» DIRECTIVE: Only the lines from the one with "Expected: one pin per instance of the mirror" to the end of the data below should be given again, exactly, with both ends included and pictures omitted.

» DATA SHOWN:
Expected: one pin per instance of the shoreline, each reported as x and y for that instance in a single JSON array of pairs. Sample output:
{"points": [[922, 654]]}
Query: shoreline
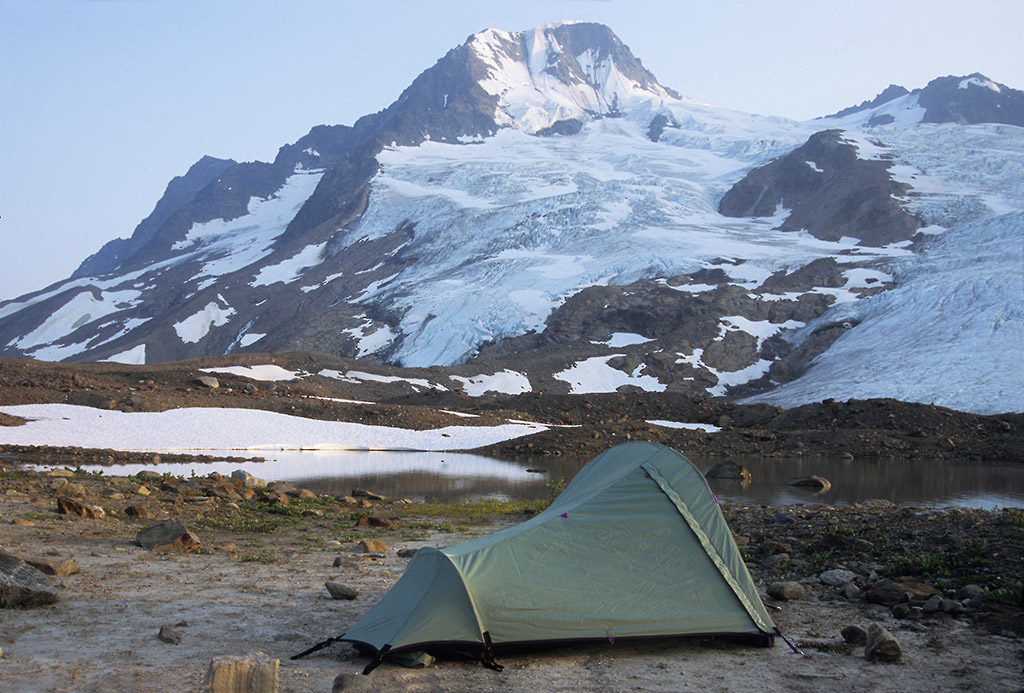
{"points": [[256, 583]]}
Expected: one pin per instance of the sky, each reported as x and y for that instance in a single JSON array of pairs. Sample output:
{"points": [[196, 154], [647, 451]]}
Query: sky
{"points": [[103, 101]]}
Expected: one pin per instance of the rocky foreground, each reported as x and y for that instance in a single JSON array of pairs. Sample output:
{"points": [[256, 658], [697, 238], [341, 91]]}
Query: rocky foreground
{"points": [[150, 578], [140, 582]]}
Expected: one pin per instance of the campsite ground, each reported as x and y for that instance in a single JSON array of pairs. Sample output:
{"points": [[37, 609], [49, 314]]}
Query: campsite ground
{"points": [[257, 583]]}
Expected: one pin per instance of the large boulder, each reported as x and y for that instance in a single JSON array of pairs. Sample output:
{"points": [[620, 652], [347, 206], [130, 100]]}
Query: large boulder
{"points": [[22, 585], [882, 645], [169, 535]]}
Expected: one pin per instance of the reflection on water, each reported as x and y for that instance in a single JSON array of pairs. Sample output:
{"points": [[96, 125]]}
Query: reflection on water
{"points": [[450, 476]]}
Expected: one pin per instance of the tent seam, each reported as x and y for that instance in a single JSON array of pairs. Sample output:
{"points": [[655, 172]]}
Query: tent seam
{"points": [[706, 544]]}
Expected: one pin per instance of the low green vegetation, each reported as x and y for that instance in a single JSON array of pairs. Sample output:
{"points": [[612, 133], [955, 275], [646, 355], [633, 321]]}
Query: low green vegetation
{"points": [[1012, 594]]}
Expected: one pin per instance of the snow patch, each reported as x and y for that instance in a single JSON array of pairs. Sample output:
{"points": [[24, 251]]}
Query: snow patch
{"points": [[196, 327], [289, 270], [133, 356], [210, 428], [707, 428], [621, 339]]}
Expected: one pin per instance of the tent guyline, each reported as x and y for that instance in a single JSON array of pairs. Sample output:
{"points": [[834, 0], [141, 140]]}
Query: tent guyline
{"points": [[639, 522]]}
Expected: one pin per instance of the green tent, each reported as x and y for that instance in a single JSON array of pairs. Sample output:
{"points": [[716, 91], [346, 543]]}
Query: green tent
{"points": [[636, 546]]}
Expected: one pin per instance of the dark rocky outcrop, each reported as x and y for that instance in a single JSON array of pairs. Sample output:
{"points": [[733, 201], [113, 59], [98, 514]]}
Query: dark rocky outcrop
{"points": [[169, 535], [828, 190], [179, 192], [971, 99], [22, 585], [886, 95]]}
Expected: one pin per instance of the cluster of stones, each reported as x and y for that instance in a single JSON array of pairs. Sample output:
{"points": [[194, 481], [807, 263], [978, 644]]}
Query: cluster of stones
{"points": [[906, 597]]}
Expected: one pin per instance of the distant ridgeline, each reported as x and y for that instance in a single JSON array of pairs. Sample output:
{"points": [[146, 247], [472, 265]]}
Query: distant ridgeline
{"points": [[538, 204]]}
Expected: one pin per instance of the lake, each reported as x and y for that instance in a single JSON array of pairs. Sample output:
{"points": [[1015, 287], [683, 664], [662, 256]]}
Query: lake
{"points": [[456, 476]]}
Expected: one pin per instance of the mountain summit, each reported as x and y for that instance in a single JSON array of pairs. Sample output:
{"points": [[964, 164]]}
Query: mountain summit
{"points": [[536, 211], [965, 100]]}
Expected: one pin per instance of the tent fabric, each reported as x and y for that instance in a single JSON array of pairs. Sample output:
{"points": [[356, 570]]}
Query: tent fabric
{"points": [[636, 546]]}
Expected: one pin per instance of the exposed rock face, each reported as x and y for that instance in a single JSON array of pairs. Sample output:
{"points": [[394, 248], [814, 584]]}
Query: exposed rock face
{"points": [[882, 645], [974, 98], [169, 535], [179, 192], [22, 585], [887, 94], [829, 190]]}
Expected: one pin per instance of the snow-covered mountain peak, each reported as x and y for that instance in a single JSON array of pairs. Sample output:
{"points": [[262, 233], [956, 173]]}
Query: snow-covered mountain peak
{"points": [[562, 72], [965, 99]]}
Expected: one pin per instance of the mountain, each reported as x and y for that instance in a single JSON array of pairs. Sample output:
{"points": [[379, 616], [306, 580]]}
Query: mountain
{"points": [[537, 212], [966, 100]]}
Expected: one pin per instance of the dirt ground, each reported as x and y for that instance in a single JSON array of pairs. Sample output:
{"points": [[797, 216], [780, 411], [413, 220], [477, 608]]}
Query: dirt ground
{"points": [[257, 585], [857, 429], [257, 581]]}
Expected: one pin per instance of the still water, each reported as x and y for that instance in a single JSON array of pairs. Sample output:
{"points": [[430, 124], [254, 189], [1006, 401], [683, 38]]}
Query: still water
{"points": [[452, 476]]}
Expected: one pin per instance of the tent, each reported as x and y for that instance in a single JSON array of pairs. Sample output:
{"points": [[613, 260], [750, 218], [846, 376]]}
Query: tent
{"points": [[636, 546]]}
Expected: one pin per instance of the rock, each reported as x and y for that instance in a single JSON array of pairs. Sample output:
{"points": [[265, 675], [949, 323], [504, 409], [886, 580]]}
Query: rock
{"points": [[882, 645], [813, 482], [74, 489], [373, 521], [279, 499], [854, 635], [22, 585], [141, 512], [837, 577], [281, 487], [169, 635], [169, 535], [904, 610], [255, 674], [782, 518], [351, 682], [339, 591], [68, 507], [887, 593], [851, 592], [971, 592], [55, 566], [371, 547], [207, 382], [916, 591], [728, 470], [950, 606], [785, 591], [248, 480]]}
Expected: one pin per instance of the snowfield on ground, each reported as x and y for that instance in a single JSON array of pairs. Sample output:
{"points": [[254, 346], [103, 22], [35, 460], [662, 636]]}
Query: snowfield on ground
{"points": [[297, 466], [505, 228], [208, 428]]}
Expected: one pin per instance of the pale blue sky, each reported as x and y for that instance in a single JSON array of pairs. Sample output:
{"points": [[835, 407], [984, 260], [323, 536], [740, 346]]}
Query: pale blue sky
{"points": [[103, 101]]}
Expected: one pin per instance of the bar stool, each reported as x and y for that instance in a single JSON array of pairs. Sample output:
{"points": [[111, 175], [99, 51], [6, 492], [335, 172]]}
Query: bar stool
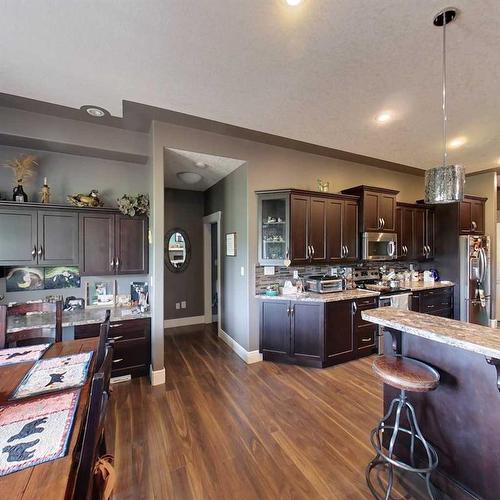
{"points": [[409, 375]]}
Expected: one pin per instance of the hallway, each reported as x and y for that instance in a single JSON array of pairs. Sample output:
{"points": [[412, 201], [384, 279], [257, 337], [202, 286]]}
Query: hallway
{"points": [[223, 429]]}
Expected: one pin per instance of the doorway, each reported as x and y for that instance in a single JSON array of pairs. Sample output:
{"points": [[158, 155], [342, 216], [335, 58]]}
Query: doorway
{"points": [[212, 267]]}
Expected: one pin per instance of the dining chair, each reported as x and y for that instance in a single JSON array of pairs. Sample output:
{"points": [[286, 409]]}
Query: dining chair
{"points": [[103, 339], [34, 333], [95, 475]]}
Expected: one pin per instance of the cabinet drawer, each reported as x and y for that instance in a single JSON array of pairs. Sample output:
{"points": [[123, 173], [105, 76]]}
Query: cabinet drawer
{"points": [[366, 336]]}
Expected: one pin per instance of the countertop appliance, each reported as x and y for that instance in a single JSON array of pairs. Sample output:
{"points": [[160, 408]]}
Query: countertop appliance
{"points": [[324, 284], [379, 246], [475, 273]]}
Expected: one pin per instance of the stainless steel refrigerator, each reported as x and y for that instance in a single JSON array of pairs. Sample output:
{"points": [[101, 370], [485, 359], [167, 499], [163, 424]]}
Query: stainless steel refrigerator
{"points": [[475, 283]]}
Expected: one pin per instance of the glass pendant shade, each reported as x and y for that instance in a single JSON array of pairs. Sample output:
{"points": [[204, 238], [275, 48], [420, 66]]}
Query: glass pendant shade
{"points": [[444, 184]]}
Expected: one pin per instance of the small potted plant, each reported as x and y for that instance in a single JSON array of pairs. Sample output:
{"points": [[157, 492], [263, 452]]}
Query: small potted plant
{"points": [[24, 167], [134, 205]]}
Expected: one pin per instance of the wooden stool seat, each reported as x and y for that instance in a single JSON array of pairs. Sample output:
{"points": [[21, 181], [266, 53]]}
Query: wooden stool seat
{"points": [[406, 374]]}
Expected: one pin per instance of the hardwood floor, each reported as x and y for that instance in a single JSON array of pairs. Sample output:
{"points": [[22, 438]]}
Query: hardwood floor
{"points": [[221, 429]]}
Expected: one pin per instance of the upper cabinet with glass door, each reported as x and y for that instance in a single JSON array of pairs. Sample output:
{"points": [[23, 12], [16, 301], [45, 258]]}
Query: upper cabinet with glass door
{"points": [[274, 228]]}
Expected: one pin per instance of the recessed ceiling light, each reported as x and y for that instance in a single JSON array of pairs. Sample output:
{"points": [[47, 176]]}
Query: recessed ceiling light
{"points": [[95, 111], [189, 177], [384, 117], [457, 142]]}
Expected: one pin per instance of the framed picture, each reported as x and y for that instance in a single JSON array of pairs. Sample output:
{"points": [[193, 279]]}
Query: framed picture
{"points": [[231, 244], [101, 293]]}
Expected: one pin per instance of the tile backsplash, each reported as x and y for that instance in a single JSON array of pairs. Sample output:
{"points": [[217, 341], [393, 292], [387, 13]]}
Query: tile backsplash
{"points": [[282, 274]]}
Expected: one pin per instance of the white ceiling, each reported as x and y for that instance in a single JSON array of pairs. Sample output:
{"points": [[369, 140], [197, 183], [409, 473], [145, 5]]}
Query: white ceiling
{"points": [[211, 168], [319, 72]]}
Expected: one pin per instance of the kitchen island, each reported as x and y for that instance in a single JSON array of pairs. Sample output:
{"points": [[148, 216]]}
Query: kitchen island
{"points": [[315, 329], [461, 418]]}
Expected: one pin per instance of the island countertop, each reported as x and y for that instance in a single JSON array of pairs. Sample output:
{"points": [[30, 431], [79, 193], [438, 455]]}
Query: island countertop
{"points": [[87, 316], [475, 338], [323, 297]]}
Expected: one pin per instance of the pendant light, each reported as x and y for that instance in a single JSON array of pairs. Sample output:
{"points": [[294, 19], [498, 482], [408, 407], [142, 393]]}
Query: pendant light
{"points": [[444, 184]]}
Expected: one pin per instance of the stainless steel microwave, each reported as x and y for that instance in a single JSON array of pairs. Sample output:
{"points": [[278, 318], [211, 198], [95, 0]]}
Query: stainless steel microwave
{"points": [[380, 246]]}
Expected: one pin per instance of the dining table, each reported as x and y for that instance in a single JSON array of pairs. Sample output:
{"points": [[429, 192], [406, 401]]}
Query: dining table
{"points": [[52, 480]]}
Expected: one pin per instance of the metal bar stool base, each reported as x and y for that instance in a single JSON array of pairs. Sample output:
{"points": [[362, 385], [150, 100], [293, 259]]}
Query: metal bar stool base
{"points": [[383, 458]]}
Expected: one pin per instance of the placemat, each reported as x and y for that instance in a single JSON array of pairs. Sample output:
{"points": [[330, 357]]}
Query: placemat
{"points": [[22, 354], [36, 431], [54, 374]]}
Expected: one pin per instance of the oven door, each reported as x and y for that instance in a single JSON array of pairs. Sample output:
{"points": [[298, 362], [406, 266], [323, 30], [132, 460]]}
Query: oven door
{"points": [[379, 246]]}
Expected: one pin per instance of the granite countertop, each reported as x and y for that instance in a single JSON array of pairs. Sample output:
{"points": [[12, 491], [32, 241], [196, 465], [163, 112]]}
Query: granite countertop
{"points": [[416, 286], [87, 316], [324, 297], [468, 336]]}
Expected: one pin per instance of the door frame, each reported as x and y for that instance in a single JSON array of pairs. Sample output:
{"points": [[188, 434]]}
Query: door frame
{"points": [[215, 218]]}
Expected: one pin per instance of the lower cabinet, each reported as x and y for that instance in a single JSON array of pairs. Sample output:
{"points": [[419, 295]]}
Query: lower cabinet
{"points": [[316, 333], [438, 302], [131, 345]]}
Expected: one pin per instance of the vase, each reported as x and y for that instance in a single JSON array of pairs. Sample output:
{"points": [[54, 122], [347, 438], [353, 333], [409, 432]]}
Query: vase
{"points": [[19, 195]]}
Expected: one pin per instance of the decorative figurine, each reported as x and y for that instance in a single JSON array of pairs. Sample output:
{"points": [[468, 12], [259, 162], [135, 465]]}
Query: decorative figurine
{"points": [[45, 193], [86, 200], [323, 186], [24, 167]]}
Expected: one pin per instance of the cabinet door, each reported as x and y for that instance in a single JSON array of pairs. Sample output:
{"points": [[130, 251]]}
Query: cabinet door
{"points": [[430, 224], [131, 245], [477, 216], [317, 229], [307, 329], [339, 341], [334, 209], [350, 232], [97, 248], [275, 326], [465, 216], [371, 212], [18, 236], [419, 233], [387, 211], [57, 238], [299, 229]]}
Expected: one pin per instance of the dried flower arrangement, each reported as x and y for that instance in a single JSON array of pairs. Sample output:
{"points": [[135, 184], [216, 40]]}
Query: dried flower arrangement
{"points": [[134, 205], [24, 167]]}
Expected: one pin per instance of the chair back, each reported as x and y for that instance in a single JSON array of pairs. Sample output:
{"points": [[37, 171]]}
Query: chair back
{"points": [[94, 430], [103, 340], [30, 334]]}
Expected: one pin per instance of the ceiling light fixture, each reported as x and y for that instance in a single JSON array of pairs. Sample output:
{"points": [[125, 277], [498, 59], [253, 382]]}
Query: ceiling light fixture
{"points": [[384, 117], [189, 177], [444, 184], [457, 142], [95, 111]]}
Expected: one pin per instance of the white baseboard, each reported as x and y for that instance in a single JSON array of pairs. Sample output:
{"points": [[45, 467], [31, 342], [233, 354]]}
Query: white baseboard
{"points": [[248, 357], [157, 377], [192, 320]]}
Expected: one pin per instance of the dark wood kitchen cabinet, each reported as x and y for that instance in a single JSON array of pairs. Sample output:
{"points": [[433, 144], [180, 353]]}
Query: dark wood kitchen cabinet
{"points": [[131, 345], [471, 214], [113, 244], [377, 208], [314, 333], [38, 237]]}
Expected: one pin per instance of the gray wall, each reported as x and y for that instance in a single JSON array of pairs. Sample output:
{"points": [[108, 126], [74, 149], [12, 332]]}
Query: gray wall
{"points": [[70, 174], [184, 209], [230, 197]]}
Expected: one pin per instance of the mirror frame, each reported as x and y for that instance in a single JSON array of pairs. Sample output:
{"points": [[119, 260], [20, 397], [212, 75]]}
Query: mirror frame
{"points": [[187, 244]]}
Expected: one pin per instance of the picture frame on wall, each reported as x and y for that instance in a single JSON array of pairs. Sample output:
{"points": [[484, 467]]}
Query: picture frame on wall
{"points": [[231, 244]]}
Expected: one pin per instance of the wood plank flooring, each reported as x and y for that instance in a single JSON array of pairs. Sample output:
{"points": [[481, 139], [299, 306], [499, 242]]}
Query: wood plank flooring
{"points": [[221, 429]]}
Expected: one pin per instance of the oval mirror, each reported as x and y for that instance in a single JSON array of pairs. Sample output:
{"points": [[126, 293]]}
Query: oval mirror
{"points": [[177, 250]]}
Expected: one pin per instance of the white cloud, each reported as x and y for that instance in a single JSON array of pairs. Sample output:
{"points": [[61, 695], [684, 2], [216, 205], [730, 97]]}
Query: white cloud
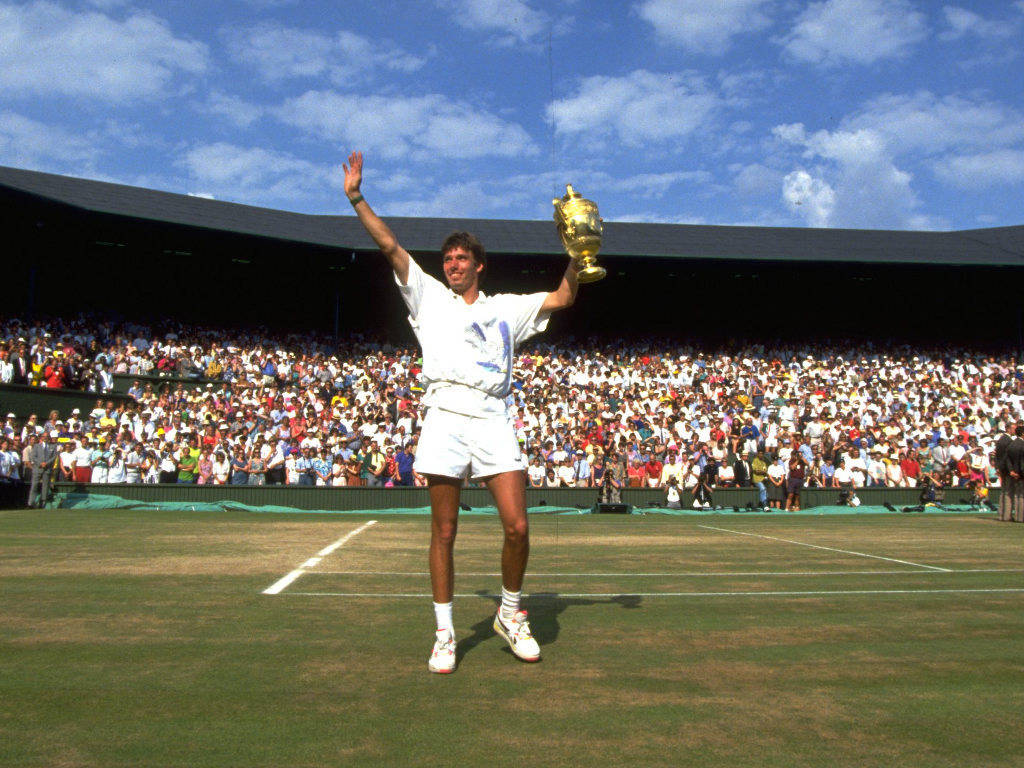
{"points": [[812, 199], [279, 53], [978, 171], [256, 175], [237, 111], [638, 109], [512, 20], [422, 127], [926, 123], [29, 143], [756, 179], [963, 23], [46, 49], [855, 183], [700, 26], [837, 32]]}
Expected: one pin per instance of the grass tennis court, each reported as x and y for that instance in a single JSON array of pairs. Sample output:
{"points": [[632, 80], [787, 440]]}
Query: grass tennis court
{"points": [[147, 638]]}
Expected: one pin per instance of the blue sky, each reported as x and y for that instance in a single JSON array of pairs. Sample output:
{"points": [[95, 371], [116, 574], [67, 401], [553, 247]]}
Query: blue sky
{"points": [[878, 114]]}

» TASK OUTPUT:
Expected: one pin per instance of the mirror frame, each reported as x and y for that instance in a single JSON array of pairs. Sample output:
{"points": [[119, 260], [20, 397], [212, 75]]}
Query: mirror frame
{"points": [[187, 244]]}
Expected: one pin per instance of the picture frame on wall, each reported as x and y for that instance in a single JSON array of pairs. Sample output:
{"points": [[484, 467]]}
Query: picture frame on wall
{"points": [[231, 244]]}
Expected: one pin per instance of the wood plank flooring, each reported as x and y for that instance in a single JSON array of pairs. Sample output:
{"points": [[481, 139], [299, 306], [499, 242]]}
Query: wood plank flooring
{"points": [[221, 429]]}
Expected: one pin per instance of the oval mirror, each reported as x and y for that instance in a single JSON array of pairs. Sample output:
{"points": [[126, 293]]}
Query: oval mirror
{"points": [[177, 250]]}
Expected: one pin per instance of the white cloud, each reported as x and y for that instance in a single JSON array of pairs. Sample output:
{"points": [[61, 695], [684, 2], [216, 205], [730, 97]]}
Query: white cloud
{"points": [[812, 199], [279, 53], [978, 171], [256, 175], [237, 111], [638, 109], [512, 20], [422, 127], [926, 123], [29, 143], [756, 179], [963, 23], [46, 49], [855, 183], [700, 26], [837, 32]]}
Expected: one pin per instance of the grass tennis court, each reported as x and y for that instance in a single JSON array of pairs. Sample output:
{"points": [[632, 80], [787, 440]]}
Query: grass tennis court
{"points": [[147, 638]]}
Expected: one pin per instance of the blue sky, each reported as x and y for that instance in a single JSON array of pairs. Sample output:
{"points": [[95, 371], [116, 574], [67, 401], [553, 247]]}
Query: blue sky
{"points": [[878, 114]]}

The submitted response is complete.